** Set exercise 1 **
Put the dataset entries on object locations into a numbered list, with no blank lines.

** Given text **
Alterations of photographs have been considered defamatory in print
media, such as where a picture of a woman was altered to make it
appear that she was bald, and where a photograph of a female model was
juxtaposed with a picture of an elderly male holding a “dirty
book.”
With
new technologies, photographs can be scanned into digital format then
altered or displayed with offensive or false captions. Presenters
should carefully consider the legal ramifications of using photographs
either for amusement or to make serious points.
Some
ways to limit the potential for a lawsuit or workers’ compensation
stress claim include obtaining permission from anyone depicted in a
photograph before displaying it during a presentation, making sure
captions or descriptions of a photo are accurate, not using technology
to distort the picture or alter it without express permission and a
clearly appropriate purpose, and not making the subject of the photo
the brunt of a joke unless you have express permission and it advances
a relevant substantive point in your presentation.
Public
disclosure of private facts
People have the right to expect that their private affairs will remain
private. If a presenter interferes with an individual’s right to be
free from unwarranted publicity, he or she may be liable for invasion
of privacy. Unfortunately, invasion of privacy claims are a growing
trend in lawsuits involving presentation content.

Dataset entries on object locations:
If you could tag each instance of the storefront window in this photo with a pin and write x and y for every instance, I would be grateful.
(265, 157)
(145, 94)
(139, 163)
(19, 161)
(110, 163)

** Set exercise 2 **
Write what comes next in the passage on legal risks in presentation content, starting after its final sentence.

** Right answer 1 **
1. If you could tag each instance of the storefront window in this photo with a pin and write x and y for every instance, I would be grateful.
2. (265, 157)
3. (145, 94)
4. (139, 163)
5. (19, 161)
6. (110, 163)

** Right answer 2 **
While
liability is generally limited to advertisements or promotions of
products or services rather than substantive presentations,
unauthorized use of a person’s likeness or name for the
presenter’s commercial advantage can result in an invasion of
privacy lawsuit. Additionally, attributing specific views to an
individual that he or she does not hold or describing actions the
person did not take may also result in a legal challenge.
Even
inadvertent disclosure of information about a particular employee has
resulted in legal action. In one recent case, a trainer randomly
accessed an e-mail message for demonstration purposes. The e-mail
message, which belonged to the plaintiff, contained information of a
personal, sexual nature. After the incident was reported to
management, the plaintiff’s e-mail messages and those in her work
group were reviewed. All employees who had misused the e-mail system
were issued written warnings.
The
employer prevailed by proving that its employees had no reasonable
expectation of privacy in their e-mail messages. The court’s
decision was based on a specific written policy that notified
employees their e-mail was subject to random employer monitoring. The
affected employees had signed waivers stating “it is company policy
that employees and contractors restrict their use of company-owned
computer hardware and software to company business.” This saved the
day for the employer, but presenters should be alert to potential
intrusions for which the subject may assert a reasonable expectation
of privacy.
The
courts balance the business justifications for the disclosure against
the subject's reasonable expectation of privacy. Therefore, your legal
risk of liability depends on the extent and degree of the intrusion
and the justification for use. Protect yourself by establishing a
specific reason to disclose the information in your presentation,
evidence of your reasonable safeguards against abuse of private
information, or express permission from the subject.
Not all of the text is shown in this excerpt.